**Aim of the exercise:**
Rewrite the essay about the poem on the Roman wall, starting at "That was the" and ending at "perhaps it is.", with "line" changed to "phrase".

--- Start of Provided passage ---

I woke up with a frantic need to find a poem I had seen
projected onto the old Roman wall in Canterbury, England almost five years
ago. I had seen it there in white
lettering on a late October night, after the high street shops had closed and
the day’s tourists had retreated to their bed and breakfasts and I was walking
back to campus, enjoying the echoing sounds of the town troubadour singing love
songs in the square. And then there was you.
That was the last line of the poem. It resonated with me so much that I would
recall it upon occasion for the next five years. And
then there was you. It’s not a line
to live by, not a distinctly insightful reflection about the condition of being
human. Or perhaps it is.
I can’t sleep very well lately because I am haunted by
ghosts of myself. They are discontented
specters, betrayed by time, betrayed by me.
They beg me, “What have you done?”
They cry, “You are not who I thought I would be.”

--- End of Provided passage ---
--- Start of Extracted information ---

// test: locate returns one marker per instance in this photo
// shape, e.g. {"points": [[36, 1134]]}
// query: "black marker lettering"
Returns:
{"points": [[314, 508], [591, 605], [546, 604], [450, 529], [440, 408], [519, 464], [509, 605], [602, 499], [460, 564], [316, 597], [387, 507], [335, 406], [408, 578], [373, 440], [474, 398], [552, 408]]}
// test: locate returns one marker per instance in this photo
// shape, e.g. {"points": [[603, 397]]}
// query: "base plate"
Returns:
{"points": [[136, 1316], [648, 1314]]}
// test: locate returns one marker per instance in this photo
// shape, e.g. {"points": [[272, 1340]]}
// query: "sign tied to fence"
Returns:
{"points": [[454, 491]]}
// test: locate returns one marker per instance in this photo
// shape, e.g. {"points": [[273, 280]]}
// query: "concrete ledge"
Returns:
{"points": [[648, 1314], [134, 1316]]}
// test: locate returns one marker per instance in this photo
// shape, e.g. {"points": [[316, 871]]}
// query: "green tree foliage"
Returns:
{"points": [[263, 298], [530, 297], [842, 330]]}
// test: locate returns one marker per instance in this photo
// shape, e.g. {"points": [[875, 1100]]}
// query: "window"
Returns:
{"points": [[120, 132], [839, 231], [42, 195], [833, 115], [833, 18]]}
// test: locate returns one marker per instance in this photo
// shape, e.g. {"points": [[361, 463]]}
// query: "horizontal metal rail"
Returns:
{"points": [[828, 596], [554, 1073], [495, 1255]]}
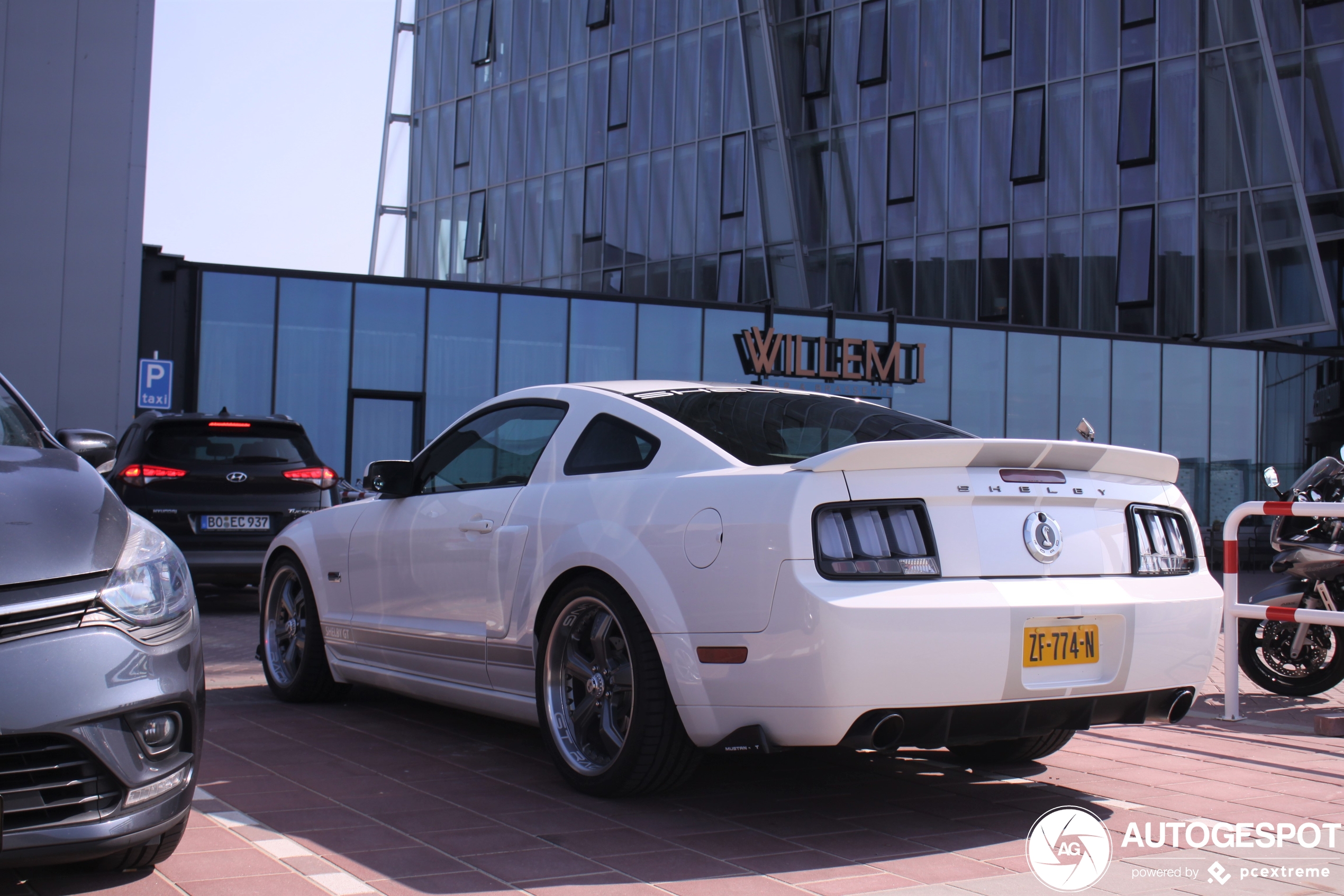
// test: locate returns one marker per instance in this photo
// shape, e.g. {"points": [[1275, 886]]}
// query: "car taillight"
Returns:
{"points": [[875, 541], [323, 477], [141, 473], [1159, 542]]}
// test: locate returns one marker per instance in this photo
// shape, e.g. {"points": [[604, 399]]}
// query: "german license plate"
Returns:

--- End of Extracted information ---

**Exercise result:**
That was the last phrase of the poem. It resonated with me so much that I would
recall it upon occasion for the next five years. And
then there was you. It’s not a phrase
to live by, not a distinctly insightful reflection about the condition of being
human. Or perhaps it is.